→ Natural-language object grounding data
• • •

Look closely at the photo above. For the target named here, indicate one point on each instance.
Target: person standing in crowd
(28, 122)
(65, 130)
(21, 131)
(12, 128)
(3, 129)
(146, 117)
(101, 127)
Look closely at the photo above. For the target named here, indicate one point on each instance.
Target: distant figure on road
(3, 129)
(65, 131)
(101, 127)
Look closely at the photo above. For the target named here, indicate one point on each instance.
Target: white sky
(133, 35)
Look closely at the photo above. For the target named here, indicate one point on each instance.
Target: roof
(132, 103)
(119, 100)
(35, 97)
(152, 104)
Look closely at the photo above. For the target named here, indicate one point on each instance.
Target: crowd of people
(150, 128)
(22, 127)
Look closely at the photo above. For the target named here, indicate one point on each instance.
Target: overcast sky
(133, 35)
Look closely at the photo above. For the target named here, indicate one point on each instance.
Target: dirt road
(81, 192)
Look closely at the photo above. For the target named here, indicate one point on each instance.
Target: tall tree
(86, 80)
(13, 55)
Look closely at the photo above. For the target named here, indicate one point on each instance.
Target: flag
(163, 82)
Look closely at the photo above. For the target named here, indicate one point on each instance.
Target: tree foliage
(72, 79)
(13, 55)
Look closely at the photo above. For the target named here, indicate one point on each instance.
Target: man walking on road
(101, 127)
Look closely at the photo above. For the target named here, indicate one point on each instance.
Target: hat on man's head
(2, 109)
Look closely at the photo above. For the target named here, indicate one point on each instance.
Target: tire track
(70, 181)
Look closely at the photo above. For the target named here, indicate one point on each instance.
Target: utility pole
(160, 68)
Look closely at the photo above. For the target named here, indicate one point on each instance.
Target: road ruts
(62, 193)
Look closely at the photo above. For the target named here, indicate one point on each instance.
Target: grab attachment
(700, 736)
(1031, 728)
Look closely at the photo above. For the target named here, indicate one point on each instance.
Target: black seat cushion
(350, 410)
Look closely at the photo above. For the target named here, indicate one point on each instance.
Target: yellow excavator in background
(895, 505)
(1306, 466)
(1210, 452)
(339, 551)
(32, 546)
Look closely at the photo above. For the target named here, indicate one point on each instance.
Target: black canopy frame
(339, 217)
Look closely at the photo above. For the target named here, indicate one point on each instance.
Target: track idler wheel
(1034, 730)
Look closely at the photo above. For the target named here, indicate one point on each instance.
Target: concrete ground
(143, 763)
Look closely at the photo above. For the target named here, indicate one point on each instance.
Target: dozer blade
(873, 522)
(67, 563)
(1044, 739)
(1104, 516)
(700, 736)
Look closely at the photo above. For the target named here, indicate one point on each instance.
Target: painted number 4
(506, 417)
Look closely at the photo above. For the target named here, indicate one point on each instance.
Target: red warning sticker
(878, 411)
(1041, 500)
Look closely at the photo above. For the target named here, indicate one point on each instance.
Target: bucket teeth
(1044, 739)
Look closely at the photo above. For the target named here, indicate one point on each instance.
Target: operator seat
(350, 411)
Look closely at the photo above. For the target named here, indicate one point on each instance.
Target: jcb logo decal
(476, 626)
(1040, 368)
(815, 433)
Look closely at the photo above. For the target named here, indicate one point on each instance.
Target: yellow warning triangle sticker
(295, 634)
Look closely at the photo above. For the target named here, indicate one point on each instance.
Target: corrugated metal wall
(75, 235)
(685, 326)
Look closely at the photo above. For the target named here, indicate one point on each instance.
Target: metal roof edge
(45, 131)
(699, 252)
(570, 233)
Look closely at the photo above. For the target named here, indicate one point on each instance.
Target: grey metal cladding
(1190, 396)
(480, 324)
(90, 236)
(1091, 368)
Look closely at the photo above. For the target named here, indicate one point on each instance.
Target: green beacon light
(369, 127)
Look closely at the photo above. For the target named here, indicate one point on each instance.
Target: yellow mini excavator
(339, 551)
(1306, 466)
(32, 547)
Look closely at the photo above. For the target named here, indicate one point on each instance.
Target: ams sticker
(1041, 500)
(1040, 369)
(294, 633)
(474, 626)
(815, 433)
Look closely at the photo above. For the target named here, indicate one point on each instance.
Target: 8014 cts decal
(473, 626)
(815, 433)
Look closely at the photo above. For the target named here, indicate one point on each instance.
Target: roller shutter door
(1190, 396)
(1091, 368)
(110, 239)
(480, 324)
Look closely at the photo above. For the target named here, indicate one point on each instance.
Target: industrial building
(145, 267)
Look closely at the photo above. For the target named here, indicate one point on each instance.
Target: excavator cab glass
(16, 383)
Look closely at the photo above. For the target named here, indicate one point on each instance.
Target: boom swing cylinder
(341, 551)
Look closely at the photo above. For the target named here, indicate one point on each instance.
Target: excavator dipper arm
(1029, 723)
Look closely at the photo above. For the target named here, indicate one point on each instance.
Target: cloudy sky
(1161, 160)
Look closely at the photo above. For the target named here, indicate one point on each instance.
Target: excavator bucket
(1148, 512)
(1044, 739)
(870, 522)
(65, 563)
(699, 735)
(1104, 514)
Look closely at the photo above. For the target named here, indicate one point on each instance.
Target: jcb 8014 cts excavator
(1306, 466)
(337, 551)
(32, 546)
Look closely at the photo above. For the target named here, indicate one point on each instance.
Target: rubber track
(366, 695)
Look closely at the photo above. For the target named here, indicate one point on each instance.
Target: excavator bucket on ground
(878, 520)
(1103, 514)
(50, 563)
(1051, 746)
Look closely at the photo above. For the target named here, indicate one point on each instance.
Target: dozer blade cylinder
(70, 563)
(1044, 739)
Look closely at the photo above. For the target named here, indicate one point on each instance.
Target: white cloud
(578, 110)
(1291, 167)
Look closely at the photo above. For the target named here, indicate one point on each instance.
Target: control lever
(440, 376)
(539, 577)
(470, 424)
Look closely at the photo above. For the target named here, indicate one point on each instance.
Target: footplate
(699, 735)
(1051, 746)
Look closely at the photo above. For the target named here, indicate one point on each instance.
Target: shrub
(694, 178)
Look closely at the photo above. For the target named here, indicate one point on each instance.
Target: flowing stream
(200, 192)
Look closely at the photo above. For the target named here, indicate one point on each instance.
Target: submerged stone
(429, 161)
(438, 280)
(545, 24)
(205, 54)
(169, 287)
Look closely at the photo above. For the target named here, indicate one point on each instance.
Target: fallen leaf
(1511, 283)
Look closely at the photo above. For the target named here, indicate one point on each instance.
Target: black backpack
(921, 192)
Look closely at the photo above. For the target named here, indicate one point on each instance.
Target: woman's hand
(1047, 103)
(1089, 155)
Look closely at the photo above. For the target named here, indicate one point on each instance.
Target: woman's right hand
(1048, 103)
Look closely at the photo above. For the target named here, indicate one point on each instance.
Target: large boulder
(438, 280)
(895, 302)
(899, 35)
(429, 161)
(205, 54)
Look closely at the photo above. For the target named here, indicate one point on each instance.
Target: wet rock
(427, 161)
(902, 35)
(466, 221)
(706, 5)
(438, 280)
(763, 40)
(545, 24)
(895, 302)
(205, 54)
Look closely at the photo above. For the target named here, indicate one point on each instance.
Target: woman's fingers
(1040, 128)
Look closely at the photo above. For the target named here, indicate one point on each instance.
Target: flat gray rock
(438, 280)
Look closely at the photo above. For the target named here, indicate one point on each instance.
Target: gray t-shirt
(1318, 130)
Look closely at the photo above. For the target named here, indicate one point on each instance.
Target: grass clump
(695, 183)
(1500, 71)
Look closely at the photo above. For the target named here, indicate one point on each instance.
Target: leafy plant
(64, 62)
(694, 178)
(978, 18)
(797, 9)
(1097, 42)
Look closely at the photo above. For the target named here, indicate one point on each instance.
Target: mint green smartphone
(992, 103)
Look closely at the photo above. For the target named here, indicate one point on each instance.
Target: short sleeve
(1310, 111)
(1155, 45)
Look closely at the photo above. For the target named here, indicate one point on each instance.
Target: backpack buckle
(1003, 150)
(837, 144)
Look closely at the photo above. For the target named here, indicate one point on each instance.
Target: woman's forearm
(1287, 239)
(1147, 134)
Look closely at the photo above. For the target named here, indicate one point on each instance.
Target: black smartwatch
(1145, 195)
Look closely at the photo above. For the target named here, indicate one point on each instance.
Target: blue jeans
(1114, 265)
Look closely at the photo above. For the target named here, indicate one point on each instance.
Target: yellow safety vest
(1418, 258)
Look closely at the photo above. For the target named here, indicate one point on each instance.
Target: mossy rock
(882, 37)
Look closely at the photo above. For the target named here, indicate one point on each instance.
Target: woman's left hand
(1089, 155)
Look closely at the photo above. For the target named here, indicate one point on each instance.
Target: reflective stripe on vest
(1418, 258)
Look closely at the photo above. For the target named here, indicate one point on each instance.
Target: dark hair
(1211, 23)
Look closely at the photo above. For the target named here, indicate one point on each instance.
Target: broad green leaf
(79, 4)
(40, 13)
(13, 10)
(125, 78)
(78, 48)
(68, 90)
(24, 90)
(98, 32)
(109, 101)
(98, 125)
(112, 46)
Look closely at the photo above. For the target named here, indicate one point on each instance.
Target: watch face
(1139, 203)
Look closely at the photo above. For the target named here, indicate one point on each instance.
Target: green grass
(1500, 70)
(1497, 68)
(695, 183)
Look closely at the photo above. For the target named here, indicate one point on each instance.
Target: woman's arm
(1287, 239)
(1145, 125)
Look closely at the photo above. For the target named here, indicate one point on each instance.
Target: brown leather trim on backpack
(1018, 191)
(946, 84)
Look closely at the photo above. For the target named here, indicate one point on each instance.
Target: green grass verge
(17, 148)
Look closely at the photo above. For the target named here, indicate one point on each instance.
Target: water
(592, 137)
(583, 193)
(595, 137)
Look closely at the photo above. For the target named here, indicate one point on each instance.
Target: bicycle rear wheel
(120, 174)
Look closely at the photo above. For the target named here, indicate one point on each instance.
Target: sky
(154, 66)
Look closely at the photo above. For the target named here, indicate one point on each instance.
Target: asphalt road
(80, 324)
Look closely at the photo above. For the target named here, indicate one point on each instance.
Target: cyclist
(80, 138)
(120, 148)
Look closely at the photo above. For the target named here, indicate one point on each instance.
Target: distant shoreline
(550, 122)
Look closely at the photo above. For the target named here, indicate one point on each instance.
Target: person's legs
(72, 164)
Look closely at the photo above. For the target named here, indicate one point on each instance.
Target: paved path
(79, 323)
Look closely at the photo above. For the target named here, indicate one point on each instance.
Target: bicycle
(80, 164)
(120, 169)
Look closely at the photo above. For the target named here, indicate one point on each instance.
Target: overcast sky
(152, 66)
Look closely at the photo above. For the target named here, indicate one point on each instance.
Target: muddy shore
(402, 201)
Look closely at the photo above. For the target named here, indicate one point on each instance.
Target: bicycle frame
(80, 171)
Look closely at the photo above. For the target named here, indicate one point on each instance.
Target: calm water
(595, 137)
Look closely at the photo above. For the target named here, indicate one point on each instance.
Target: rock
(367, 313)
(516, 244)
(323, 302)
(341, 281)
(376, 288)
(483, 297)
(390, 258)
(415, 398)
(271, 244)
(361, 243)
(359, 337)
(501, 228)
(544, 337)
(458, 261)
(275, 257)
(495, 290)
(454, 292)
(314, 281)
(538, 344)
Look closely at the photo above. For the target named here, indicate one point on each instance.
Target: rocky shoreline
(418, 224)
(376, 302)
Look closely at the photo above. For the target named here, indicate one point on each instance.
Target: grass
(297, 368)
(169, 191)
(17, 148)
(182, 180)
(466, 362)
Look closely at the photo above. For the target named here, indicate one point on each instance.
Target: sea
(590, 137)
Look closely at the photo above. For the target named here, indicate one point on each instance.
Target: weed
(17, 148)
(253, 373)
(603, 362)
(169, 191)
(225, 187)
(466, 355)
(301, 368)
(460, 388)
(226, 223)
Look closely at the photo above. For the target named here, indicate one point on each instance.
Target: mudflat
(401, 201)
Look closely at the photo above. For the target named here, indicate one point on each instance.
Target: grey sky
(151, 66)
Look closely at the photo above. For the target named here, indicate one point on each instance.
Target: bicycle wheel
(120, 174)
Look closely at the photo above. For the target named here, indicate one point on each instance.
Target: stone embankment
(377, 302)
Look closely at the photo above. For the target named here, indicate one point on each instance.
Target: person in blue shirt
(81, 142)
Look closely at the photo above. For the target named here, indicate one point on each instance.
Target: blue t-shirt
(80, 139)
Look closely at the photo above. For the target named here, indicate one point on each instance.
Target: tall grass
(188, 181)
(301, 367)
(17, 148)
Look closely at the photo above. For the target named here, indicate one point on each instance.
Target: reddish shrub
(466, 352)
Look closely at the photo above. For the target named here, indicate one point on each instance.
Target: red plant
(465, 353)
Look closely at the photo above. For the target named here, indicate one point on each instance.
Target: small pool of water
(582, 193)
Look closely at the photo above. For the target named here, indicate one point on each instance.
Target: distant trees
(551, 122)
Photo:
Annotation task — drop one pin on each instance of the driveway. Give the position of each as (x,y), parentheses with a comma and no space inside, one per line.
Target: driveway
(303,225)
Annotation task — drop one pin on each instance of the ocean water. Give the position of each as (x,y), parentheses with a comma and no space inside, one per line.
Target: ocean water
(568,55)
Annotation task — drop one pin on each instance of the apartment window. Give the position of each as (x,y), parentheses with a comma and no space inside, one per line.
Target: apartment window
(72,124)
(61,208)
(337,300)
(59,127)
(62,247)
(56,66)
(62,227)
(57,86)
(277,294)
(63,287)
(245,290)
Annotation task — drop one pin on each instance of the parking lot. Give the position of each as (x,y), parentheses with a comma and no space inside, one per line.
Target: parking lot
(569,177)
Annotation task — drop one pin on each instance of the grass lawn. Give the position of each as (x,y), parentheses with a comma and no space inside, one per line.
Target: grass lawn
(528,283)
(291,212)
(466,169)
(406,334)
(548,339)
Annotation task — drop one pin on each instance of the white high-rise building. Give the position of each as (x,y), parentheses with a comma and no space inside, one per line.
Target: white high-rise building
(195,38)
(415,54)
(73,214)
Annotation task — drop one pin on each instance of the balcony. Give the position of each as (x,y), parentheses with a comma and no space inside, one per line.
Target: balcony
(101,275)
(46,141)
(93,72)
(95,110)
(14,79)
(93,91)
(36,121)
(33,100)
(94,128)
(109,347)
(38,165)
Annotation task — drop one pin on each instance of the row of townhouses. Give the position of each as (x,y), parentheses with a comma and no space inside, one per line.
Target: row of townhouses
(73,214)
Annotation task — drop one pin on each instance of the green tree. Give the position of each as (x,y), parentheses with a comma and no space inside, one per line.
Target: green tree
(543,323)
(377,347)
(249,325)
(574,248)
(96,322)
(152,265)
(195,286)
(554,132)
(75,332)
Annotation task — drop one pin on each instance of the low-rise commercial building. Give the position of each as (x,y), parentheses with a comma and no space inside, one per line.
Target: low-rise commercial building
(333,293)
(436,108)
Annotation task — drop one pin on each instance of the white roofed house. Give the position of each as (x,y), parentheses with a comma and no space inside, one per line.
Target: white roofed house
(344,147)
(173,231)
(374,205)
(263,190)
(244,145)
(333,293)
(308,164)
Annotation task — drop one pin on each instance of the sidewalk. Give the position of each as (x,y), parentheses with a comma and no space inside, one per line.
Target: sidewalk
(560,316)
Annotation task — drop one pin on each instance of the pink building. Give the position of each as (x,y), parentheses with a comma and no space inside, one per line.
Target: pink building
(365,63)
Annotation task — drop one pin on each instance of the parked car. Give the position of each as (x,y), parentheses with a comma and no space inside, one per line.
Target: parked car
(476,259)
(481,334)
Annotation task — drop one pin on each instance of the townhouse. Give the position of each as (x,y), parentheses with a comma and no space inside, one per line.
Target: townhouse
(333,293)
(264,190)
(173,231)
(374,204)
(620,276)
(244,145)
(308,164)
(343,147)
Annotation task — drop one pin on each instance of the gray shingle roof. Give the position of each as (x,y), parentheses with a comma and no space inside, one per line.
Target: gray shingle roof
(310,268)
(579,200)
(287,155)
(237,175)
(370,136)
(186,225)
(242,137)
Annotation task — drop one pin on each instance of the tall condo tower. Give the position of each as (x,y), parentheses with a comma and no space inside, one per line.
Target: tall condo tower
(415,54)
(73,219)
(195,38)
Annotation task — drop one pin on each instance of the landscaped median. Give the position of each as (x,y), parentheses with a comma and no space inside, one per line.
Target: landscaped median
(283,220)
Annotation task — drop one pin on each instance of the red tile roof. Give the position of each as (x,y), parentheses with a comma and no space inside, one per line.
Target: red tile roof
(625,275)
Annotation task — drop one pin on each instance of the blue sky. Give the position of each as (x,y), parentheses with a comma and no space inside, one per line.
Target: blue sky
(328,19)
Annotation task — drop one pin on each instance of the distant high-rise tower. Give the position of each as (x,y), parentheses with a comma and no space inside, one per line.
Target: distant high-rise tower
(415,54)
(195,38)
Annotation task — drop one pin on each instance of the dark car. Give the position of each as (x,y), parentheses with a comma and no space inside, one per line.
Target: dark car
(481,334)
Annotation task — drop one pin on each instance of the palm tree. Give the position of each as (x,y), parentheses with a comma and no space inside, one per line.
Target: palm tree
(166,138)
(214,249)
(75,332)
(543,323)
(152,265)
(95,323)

• • •

→ Aim of the task
All lines from the one holding "of the dark" through the end of the entries need to be given again exactly. Leave out the others.

→ Answer section
Annotation task — drop one pin on each instance of the dark car. Give the position of each as (x,y), parentheses with a comma and no space inside, one per line.
Target: dark car
(481,334)
Annotation task — drop one pin on each instance of the palm tree. Give the position of each as (x,y), parentheses with a comma and no space inside, one per line.
Target: palm tree
(166,138)
(214,249)
(75,332)
(543,323)
(152,265)
(95,323)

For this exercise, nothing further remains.